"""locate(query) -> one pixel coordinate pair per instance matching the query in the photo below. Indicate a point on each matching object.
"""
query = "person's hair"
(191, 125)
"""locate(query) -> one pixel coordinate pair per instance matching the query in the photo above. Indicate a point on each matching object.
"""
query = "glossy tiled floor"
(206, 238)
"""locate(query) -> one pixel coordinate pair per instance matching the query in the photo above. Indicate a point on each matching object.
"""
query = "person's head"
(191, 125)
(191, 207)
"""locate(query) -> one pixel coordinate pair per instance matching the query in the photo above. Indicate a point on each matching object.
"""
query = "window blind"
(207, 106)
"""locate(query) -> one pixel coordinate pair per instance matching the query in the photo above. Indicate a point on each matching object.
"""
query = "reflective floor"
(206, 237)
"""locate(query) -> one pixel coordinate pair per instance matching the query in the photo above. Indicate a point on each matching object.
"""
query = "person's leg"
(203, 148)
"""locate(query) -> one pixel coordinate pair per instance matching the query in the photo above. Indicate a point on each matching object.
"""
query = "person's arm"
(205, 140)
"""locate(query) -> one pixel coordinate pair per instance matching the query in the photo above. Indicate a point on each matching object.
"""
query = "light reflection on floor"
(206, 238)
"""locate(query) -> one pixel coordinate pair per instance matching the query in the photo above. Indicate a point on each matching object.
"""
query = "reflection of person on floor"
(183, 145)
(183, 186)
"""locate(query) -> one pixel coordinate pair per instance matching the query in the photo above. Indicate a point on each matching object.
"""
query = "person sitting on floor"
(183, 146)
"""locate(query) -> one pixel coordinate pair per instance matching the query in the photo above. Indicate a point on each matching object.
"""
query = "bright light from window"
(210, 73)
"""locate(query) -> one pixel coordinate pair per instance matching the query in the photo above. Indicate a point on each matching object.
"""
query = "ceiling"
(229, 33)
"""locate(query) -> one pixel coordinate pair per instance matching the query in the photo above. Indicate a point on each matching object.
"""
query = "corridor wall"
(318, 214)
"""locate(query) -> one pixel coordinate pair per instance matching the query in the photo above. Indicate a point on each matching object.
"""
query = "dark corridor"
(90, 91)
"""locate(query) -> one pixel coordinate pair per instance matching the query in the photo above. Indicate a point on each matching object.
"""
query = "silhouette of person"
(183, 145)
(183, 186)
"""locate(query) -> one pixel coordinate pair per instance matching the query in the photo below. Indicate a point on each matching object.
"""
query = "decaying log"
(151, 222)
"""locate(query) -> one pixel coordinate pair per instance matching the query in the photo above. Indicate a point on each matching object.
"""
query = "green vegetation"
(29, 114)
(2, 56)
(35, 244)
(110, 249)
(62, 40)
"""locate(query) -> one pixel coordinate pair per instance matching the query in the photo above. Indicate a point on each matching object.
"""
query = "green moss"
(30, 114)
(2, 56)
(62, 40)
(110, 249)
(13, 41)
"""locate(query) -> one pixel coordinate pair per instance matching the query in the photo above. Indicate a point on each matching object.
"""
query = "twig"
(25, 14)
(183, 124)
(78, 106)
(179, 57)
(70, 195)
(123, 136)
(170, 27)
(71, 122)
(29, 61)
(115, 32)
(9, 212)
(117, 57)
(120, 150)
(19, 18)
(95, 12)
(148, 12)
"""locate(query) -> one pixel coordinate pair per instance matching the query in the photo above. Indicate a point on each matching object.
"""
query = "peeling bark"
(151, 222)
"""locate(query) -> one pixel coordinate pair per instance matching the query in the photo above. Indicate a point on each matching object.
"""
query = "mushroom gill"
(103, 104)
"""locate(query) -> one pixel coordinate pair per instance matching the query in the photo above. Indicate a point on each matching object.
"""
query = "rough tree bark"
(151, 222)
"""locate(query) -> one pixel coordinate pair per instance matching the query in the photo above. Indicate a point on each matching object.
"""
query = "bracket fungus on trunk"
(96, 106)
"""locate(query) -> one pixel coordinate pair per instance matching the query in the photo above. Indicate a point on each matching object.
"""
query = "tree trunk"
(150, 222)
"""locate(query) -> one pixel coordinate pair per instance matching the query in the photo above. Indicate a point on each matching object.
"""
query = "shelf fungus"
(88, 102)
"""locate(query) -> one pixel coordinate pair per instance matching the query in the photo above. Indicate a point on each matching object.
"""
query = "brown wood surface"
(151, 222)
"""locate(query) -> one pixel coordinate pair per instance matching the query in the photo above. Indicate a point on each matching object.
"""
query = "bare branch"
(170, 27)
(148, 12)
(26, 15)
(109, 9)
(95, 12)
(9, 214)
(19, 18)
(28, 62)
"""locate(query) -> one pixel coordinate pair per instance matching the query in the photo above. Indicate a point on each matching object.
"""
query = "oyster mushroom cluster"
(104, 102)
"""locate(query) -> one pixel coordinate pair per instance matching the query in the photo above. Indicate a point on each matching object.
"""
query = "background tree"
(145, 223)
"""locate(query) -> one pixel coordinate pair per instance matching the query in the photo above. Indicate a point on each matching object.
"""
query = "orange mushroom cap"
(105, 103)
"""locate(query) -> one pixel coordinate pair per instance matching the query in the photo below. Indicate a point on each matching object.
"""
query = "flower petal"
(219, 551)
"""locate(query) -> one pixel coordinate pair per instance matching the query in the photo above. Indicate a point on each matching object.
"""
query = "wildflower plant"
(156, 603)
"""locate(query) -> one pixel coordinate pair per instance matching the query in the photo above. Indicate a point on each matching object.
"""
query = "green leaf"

**Goal of the exercise**: Repeat every entry exactly, please.

**Final result**:
"""locate(query) -> one pixel coordinate pair per instance matching the query in the photo below. Indicate a point on each matching object.
"""
query = "person's hair"
(191, 125)
"""locate(query) -> one pixel coordinate pair per instance matching the query in the photo above. Indicate a point on each matching object.
"""
query = "glossy tiled floor"
(206, 238)
"""locate(query) -> one pixel coordinate pair per instance matching the query in the photo above. Indicate a point on each matching object.
"""
query = "person's head"
(191, 125)
(191, 207)
"""locate(query) -> one pixel coordinate pair per instance matching the query in the photo above. Indicate a point on each matching object.
"""
query = "window blind"
(207, 106)
"""locate(query) -> one pixel coordinate pair per instance matching the query in the photo above. Indicate a point on each matching object.
"""
query = "reflective floor"
(206, 237)
"""locate(query) -> one pixel coordinate pair per instance matching the query in the photo above. Indicate a point on each matching object.
"""
query = "person's leg"
(203, 148)
"""locate(query) -> one pixel coordinate pair per instance matching the query in the photo above. Indicate a point on each matching object.
"""
query = "person's arm"
(205, 140)
"""locate(query) -> one pixel coordinate pair per instance matching the query in the photo above. Indicate a point on each matching object.
"""
query = "light reflection on floor"
(206, 238)
"""locate(query) -> one pixel coordinate pair per instance matching the query in the photo above. Indicate a point on each matching object.
"""
query = "reflection of person on floor"
(183, 145)
(183, 186)
"""locate(query) -> one pixel coordinate pair per instance matching the query in the photo above. Indicate a point on each matching object.
"""
query = "person sitting on floor"
(183, 146)
"""locate(query) -> one pixel coordinate pair per instance matching the query in the photo above. Indicate a point on each matching object.
"""
query = "bright light from window"
(210, 73)
"""locate(query) -> one pixel coordinate pair per instance matching the query in the photo above. Indicate a point on each matching object.
"""
query = "ceiling"
(229, 33)
"""locate(query) -> one pixel coordinate pair per instance matching the query in the photo above. Indicate a point on each matching object.
"""
query = "corridor wall"
(318, 214)
"""locate(query) -> one pixel coordinate pair per instance matching the query in the photo above. Indicate a point on each matching object.
"""
query = "dark corridor"
(90, 91)
"""locate(query) -> one pixel coordinate pair per instance matching the query in the photo above. Indicate a point on each matching object.
"""
query = "silhouette of person"
(183, 145)
(183, 186)
"""locate(query) -> one pixel coordinate pair per instance matching the query in the photo below. Indicate a point on each matching object.
"""
query = "decaying log"
(151, 222)
"""locate(query) -> one pixel coordinate pair per instance matching the query in the photo above. Indicate a point on each matching object.
"""
query = "green vegetation"
(29, 114)
(2, 56)
(35, 244)
(110, 249)
(62, 40)
"""locate(query) -> one pixel coordinate pair per instance matching the query in the photo above. Indicate a point on each matching object.
"""
query = "green moss"
(30, 114)
(2, 56)
(62, 40)
(110, 249)
(13, 41)
"""locate(query) -> one pixel coordinate pair per instance matching the query in the photo above. Indicate a point on each matching object.
"""
query = "twig"
(25, 14)
(183, 124)
(78, 106)
(179, 57)
(70, 195)
(123, 136)
(170, 27)
(71, 122)
(29, 61)
(115, 32)
(9, 212)
(117, 57)
(120, 150)
(19, 18)
(95, 12)
(148, 12)
"""locate(query) -> one pixel coordinate pair per instance matching the query in the photo above. Indicate a point on each matching object.
"""
query = "peeling bark"
(151, 222)
"""locate(query) -> one pixel coordinate pair per instance matching the query in the photo above. Indicate a point on each matching object.
"""
query = "mushroom gill"
(103, 104)
"""locate(query) -> one pixel coordinate pair per instance matching the query in the photo above. Indicate a point on each matching object.
"""
query = "rough tree bark"
(151, 222)
"""locate(query) -> one pixel coordinate pair per instance matching the query in the photo above. Indicate a point on each matching object.
"""
query = "bracket fungus on trunk"
(96, 106)
"""locate(query) -> one pixel coordinate pair per instance matching the query in the photo above. Indicate a point on each matching object.
"""
query = "tree trunk"
(150, 222)
"""locate(query) -> one pixel coordinate pair per instance matching the query in the photo above. Indicate a point on each matching object.
"""
query = "shelf fungus"
(88, 102)
"""locate(query) -> one pixel coordinate pair per instance matching the query in the photo above. Indicate a point on each matching object.
"""
query = "brown wood surface"
(151, 222)
"""locate(query) -> one pixel coordinate pair per instance matching the query in the photo above. Indicate a point on each matching object.
"""
query = "bare branch"
(170, 27)
(148, 12)
(26, 15)
(109, 9)
(95, 12)
(9, 214)
(19, 18)
(28, 62)
"""locate(query) -> one pixel coordinate pair per instance matching the query in the photo above. Indicate a point on each matching object.
"""
query = "oyster mushroom cluster"
(104, 102)
"""locate(query) -> one pixel coordinate pair per instance matching the query in the photo above. Indicate a point on each matching object.
"""
query = "background tree"
(145, 223)
"""locate(query) -> one pixel coordinate pair per instance matching the query in the photo above. Indicate a point on each matching object.
"""
query = "orange mushroom cap"
(105, 103)
"""locate(query) -> one pixel coordinate pair per instance matching the query in the photo below. Indicate a point on each matching object.
"""
query = "flower petal"
(219, 551)
"""locate(query) -> one pixel coordinate pair per instance matching the query in the photo above. Indicate a point on each matching object.
"""
query = "wildflower plant"
(156, 603)
"""locate(query) -> one pixel coordinate pair per instance matching the query in the photo above. Indicate a point on each matching object.
"""
query = "green leaf"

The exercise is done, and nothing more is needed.